▶ WHAT THIS TASK INVOLVES: Where a line below holds the string "sign", that line goes into the answer.

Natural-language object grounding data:
*-*-*

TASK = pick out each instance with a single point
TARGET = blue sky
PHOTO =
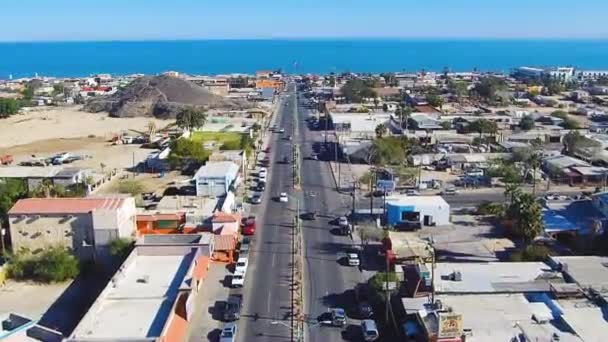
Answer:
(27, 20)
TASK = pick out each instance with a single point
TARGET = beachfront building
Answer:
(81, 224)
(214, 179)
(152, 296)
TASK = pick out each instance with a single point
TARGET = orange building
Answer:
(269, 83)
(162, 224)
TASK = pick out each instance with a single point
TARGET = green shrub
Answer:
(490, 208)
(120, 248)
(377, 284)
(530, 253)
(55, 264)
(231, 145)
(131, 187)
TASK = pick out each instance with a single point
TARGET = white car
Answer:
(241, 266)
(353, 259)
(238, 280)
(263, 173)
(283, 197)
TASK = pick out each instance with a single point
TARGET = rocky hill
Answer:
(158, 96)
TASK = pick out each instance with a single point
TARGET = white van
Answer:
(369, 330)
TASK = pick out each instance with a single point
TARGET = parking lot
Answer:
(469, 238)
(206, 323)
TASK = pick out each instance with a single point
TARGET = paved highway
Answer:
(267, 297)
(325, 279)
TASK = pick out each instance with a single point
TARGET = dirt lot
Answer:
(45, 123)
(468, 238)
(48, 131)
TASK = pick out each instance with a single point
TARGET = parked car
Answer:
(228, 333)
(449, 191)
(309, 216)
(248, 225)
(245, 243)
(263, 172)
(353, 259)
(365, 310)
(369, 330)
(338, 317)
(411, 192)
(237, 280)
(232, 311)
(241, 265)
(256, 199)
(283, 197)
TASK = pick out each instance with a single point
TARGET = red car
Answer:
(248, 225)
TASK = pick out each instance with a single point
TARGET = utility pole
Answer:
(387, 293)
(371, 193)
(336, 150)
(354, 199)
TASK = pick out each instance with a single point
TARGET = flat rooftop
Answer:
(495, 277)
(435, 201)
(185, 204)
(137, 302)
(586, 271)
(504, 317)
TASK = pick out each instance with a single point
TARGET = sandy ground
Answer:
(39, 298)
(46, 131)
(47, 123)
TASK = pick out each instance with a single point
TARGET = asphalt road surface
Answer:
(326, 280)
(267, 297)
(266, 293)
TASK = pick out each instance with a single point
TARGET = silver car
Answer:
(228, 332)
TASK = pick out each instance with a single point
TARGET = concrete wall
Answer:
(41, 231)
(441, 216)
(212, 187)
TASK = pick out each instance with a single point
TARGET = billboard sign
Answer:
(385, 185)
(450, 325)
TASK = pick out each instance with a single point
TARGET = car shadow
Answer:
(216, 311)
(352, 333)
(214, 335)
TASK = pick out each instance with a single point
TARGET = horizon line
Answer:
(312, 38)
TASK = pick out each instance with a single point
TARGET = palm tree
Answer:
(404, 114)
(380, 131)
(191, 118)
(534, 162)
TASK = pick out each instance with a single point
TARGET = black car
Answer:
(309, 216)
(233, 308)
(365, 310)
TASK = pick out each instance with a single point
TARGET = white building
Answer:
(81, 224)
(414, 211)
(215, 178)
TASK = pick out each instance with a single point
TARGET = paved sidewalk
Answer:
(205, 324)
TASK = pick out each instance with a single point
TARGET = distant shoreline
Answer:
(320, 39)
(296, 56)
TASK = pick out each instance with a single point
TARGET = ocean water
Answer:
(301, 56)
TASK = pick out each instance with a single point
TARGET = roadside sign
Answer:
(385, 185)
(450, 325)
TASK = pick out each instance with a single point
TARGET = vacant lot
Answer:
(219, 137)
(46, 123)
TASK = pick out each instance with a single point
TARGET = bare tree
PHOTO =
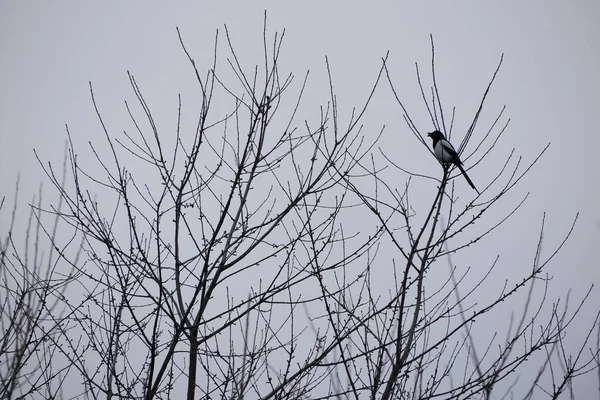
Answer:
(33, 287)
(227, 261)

*-*-*

▶ OUTPUT OF THE TASK:
TARGET = billboard sign
TARGET = roadside sign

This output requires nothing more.